§ EXERCISE: Filter the records below for the word "wooden". Copy each line that holds it.

§ GIVEN DATA:
· · · · · · ·

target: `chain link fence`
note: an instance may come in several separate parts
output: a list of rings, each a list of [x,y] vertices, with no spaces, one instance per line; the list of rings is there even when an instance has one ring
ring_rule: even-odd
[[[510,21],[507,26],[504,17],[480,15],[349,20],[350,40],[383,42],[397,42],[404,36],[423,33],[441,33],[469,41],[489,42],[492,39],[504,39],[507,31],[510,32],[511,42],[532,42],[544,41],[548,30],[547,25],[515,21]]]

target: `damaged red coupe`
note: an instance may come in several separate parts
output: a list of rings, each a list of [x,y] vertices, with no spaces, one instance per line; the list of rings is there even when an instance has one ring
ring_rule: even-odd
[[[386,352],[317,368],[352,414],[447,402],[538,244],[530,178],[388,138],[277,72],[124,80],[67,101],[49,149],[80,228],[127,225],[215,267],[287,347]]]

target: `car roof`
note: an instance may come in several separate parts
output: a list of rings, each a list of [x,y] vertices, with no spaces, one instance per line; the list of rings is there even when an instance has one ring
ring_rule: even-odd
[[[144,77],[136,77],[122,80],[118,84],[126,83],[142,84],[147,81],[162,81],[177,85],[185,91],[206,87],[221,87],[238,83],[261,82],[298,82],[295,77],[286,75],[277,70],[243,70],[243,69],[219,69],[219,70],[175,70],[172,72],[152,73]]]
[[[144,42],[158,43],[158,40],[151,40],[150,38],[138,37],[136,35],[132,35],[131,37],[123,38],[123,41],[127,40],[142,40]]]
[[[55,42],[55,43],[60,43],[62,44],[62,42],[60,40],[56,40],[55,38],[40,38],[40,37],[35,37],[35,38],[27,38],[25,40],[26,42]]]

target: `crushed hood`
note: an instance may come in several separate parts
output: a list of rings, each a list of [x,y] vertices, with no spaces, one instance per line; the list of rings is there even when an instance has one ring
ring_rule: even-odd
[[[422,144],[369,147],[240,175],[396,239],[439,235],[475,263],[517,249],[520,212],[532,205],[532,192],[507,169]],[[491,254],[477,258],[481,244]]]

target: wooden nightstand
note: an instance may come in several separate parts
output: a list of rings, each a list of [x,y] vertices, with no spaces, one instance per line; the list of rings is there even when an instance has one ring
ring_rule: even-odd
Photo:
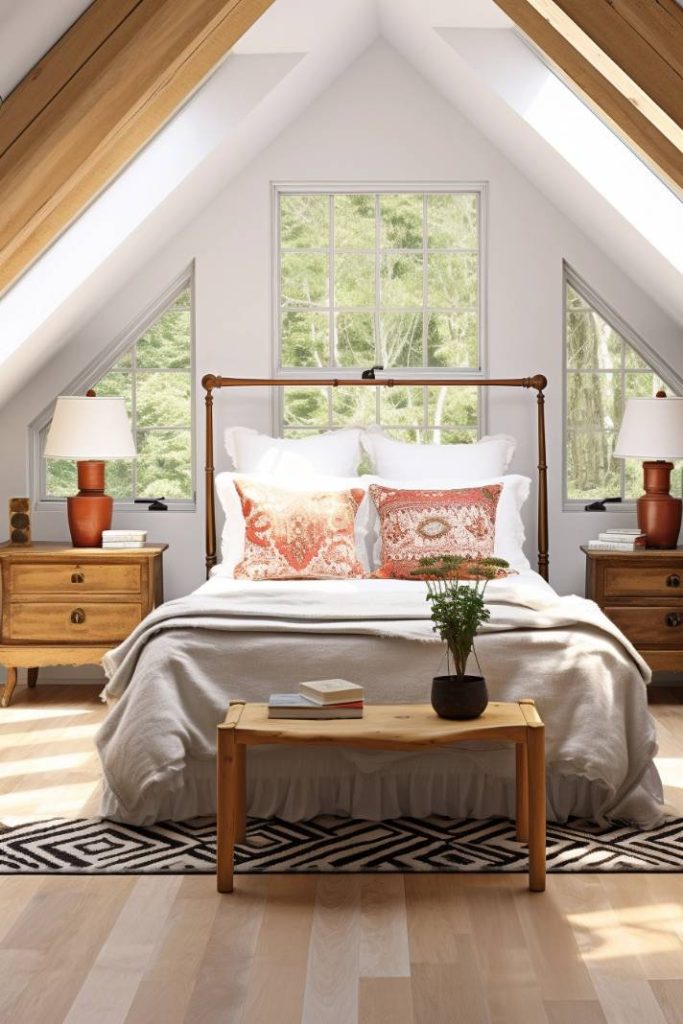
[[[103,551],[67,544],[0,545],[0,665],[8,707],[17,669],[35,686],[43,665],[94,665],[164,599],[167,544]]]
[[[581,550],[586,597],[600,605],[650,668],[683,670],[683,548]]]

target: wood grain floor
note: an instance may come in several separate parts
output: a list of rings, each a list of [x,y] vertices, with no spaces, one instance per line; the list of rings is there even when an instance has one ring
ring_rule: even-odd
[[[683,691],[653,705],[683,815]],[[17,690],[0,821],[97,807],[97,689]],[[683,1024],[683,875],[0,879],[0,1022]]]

· · · · · · ·

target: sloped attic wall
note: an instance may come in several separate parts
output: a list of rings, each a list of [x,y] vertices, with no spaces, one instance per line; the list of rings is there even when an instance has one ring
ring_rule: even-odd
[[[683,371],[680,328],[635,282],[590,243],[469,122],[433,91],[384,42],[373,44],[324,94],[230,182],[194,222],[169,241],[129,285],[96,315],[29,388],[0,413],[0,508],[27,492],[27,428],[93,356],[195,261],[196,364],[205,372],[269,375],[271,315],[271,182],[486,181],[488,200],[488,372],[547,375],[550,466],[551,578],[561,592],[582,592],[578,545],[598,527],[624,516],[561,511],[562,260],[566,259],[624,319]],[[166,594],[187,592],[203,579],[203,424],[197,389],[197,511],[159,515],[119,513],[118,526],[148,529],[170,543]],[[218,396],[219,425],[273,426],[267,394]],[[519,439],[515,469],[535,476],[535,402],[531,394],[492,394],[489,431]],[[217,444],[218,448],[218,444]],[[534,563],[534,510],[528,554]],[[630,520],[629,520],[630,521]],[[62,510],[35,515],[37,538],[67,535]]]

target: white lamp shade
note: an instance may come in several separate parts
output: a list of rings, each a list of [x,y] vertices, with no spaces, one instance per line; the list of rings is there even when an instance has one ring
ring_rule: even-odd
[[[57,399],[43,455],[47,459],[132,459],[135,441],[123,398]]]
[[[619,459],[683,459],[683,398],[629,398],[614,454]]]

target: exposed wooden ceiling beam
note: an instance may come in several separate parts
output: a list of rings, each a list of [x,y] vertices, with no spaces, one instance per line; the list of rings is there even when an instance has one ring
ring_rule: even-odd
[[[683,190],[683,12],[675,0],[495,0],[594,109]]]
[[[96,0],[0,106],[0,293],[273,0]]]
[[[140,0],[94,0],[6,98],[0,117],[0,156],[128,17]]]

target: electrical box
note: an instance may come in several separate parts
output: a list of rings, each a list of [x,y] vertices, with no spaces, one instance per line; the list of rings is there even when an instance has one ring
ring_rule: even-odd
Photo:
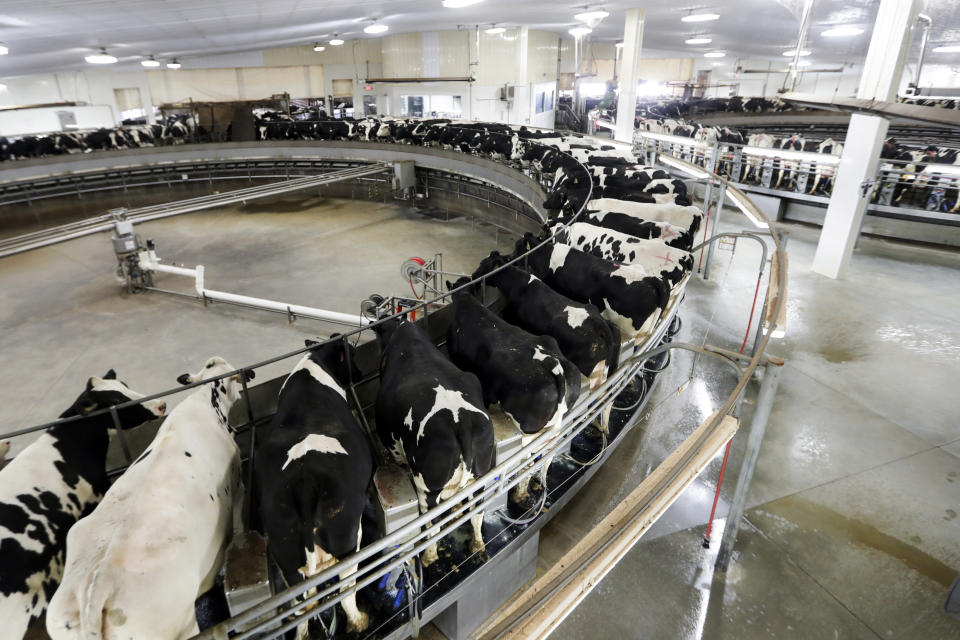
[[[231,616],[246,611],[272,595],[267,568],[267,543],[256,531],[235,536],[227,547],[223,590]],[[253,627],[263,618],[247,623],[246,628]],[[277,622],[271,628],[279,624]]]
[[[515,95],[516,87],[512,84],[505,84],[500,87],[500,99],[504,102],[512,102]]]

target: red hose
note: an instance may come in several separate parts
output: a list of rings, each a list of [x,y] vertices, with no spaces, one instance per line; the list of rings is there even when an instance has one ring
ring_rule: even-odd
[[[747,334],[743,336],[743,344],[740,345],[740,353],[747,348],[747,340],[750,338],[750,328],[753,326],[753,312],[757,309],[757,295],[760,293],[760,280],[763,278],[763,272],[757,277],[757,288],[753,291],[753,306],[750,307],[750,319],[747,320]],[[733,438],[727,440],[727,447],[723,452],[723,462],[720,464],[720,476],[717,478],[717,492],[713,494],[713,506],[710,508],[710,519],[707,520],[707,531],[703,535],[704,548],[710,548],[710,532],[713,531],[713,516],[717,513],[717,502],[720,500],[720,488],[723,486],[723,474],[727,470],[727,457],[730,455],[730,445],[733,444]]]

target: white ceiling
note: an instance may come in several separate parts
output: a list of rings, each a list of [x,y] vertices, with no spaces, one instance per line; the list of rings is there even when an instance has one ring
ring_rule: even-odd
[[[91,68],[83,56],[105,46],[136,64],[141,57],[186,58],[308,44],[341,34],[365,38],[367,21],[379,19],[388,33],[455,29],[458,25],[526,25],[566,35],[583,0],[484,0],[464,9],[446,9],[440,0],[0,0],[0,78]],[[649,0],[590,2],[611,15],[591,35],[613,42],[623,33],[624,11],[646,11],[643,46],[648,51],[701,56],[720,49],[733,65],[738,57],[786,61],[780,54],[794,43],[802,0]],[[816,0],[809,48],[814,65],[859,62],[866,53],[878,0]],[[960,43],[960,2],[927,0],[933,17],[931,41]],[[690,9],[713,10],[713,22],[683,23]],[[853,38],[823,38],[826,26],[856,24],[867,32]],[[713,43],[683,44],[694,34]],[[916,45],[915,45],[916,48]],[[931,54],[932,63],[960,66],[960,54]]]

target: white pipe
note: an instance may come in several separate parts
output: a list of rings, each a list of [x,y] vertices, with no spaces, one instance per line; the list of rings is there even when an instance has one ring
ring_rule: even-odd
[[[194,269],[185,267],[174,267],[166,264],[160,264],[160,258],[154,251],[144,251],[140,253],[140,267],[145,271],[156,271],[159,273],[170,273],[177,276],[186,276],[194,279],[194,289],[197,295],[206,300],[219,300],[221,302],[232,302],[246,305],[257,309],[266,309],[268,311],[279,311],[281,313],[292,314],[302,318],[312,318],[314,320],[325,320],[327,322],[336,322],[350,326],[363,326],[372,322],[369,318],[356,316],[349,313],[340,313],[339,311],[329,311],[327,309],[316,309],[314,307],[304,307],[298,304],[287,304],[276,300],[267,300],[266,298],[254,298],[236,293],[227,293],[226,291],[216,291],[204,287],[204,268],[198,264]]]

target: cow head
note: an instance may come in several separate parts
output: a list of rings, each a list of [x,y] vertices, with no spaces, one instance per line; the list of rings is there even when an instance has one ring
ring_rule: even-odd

· · · · · · ·

§ EXERCISE ANSWER:
target: wooden nightstand
target: exposed wooden ceiling beam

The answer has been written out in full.